* Work to be completed
Print each line of the listing once more, precisely as given.

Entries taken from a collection
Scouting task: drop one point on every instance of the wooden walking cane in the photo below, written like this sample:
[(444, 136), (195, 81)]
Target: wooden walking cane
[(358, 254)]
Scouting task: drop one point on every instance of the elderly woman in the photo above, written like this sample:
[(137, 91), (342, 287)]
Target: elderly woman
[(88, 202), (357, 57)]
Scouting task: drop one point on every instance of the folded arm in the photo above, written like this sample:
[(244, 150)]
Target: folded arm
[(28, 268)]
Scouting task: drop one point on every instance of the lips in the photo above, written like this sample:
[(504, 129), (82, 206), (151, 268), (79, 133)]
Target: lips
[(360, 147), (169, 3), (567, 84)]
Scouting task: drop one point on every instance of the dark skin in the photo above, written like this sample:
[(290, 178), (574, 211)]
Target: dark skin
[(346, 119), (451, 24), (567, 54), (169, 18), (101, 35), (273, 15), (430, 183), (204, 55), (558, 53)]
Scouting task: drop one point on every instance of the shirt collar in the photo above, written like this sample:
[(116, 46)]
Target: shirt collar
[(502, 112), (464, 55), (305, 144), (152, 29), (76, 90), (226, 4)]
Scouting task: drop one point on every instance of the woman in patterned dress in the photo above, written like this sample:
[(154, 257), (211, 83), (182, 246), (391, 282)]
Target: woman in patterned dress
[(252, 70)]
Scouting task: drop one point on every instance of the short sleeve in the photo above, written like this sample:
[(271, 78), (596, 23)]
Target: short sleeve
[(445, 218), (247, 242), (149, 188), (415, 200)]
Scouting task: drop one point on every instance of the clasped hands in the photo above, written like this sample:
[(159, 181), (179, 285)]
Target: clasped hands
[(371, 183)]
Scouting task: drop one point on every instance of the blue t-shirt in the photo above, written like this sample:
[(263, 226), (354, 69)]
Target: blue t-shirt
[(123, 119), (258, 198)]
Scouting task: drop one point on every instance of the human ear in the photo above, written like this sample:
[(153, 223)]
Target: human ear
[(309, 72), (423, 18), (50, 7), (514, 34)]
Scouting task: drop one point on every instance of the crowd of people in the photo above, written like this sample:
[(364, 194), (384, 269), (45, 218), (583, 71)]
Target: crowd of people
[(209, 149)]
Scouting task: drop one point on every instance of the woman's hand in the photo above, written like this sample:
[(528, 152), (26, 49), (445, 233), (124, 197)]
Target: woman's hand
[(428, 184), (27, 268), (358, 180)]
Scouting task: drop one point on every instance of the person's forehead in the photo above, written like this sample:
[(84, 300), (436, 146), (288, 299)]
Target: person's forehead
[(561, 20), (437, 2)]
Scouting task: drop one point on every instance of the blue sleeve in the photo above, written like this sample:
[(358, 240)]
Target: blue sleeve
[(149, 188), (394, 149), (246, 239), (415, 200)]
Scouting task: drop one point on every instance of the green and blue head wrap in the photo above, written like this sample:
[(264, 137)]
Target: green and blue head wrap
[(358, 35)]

* Correct answer
Scouting task: drop one point on every instance of the wooden walking cane in the photo below, written like this sample:
[(444, 136), (195, 81)]
Target: wooden walking cane
[(358, 254)]
Scouting task: drop one point on every instance of the elderly woman in the photo above, written like this sample:
[(137, 91), (342, 287)]
Target: elderly woman
[(88, 202), (357, 57)]
Scouting task: drop one point on every instance of the folded arm in the photo above, written like this sample:
[(244, 150)]
Target: folded arm
[(28, 268)]
Scouting task: drop one point on every instance of the lips in the photo above, written like this sample:
[(504, 129), (82, 206), (151, 268), (79, 133)]
Target: lips
[(360, 147), (169, 3), (567, 84)]
Scouting task: drop one point on every instance of the dark skin in the photo above, written like this sample:
[(290, 178), (574, 211)]
Target: dark skin
[(346, 119), (451, 24), (567, 54), (169, 18), (101, 35), (273, 15), (430, 183), (204, 55), (558, 53)]
Scouting task: drop one point on every instance of the shirt collar in the photo above, written like this sample:
[(116, 46)]
Target: shirt collar
[(502, 112), (464, 55), (305, 144), (152, 29), (76, 90), (226, 4)]
Scouting task: drop one point on every instance of the woman in patterned dress in the photo above, written like this sample:
[(154, 257), (211, 83), (182, 246), (391, 282)]
Target: woman in patterned dress
[(252, 70)]
Scouting task: drop one point on every instance of the short sleeve in the photo above, written like this sample:
[(271, 78), (596, 23)]
Target: short sleeve
[(445, 218), (247, 242), (149, 188), (415, 200)]
Scouting task: drop one point on every instance of the clasped hands in the photo above, written like this sample:
[(159, 181), (179, 285)]
Target: clasped hands
[(371, 183)]
Scouting task: drop one point on every instance of the blue t-shirt in the photo above, written like this sample:
[(263, 226), (354, 69)]
Target: blue t-shirt
[(123, 119), (258, 198)]
Scouting task: drop one point on every instance of the human ear in the photo above, written like this sample:
[(153, 223)]
Target: human ear
[(309, 72), (423, 18), (50, 7), (514, 34)]
Scouting task: drop one point on every instance of the crowd of people in the photo above, written like this sample:
[(364, 194), (384, 269), (45, 218), (583, 71)]
Target: crowd of people
[(209, 149)]
Scouting task: drop one point on every instance of the woman's hand in the photo above, written like this sample:
[(528, 152), (26, 49), (445, 233), (124, 197)]
Target: woman's hand
[(428, 184), (27, 268), (358, 180)]
Scouting task: drop one point on every instance of the person's forehead in the photo above, written like this sample:
[(84, 300), (436, 146), (288, 299)]
Target: person's forehead
[(561, 20), (437, 2)]
Scouting task: drop one point on every instance of the blue sleeve in the photo above, written like this sample:
[(358, 240)]
Target: blue sleeve
[(149, 188), (394, 149), (246, 239), (415, 200)]
Scouting task: drop one point on every instance of the green and blue head wrap in the photo above, written like this sample:
[(264, 137)]
Target: green and blue head wrap
[(358, 35)]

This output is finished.